Written request :: Beginning at the line that contains "Reviewer check: every instance of the white" and ending at the last line of the entries, write out each line exactly; include nothing outside that span.

The data ::
++++++++++

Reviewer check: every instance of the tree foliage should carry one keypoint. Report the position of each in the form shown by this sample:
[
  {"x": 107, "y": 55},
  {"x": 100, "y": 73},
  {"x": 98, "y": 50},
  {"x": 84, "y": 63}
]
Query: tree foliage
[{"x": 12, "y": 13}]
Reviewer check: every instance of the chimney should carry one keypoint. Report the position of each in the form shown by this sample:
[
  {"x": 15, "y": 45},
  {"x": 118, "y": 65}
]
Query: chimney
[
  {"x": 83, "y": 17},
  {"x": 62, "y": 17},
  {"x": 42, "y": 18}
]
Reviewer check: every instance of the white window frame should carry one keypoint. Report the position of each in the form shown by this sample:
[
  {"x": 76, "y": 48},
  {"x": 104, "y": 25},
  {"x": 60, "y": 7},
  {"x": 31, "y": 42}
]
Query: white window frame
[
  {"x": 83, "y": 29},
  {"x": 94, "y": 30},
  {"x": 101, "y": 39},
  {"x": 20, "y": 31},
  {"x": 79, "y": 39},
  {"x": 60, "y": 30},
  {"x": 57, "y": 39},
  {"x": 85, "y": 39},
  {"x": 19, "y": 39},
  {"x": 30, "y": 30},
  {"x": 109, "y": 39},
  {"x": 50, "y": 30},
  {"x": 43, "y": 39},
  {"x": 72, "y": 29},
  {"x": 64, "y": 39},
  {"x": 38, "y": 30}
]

++++++++++

Expected answer ::
Reviewer check: every instance of the white window frame should carry one keypoint. Report the position of each in the form shown by this sample:
[
  {"x": 76, "y": 48},
  {"x": 104, "y": 25},
  {"x": 60, "y": 7},
  {"x": 31, "y": 42}
]
Query: white window frame
[
  {"x": 83, "y": 29},
  {"x": 94, "y": 30},
  {"x": 101, "y": 39},
  {"x": 20, "y": 31},
  {"x": 79, "y": 39},
  {"x": 60, "y": 30},
  {"x": 57, "y": 39},
  {"x": 85, "y": 39},
  {"x": 19, "y": 39},
  {"x": 30, "y": 30},
  {"x": 109, "y": 39},
  {"x": 50, "y": 30},
  {"x": 43, "y": 39},
  {"x": 72, "y": 29},
  {"x": 64, "y": 39},
  {"x": 38, "y": 30}
]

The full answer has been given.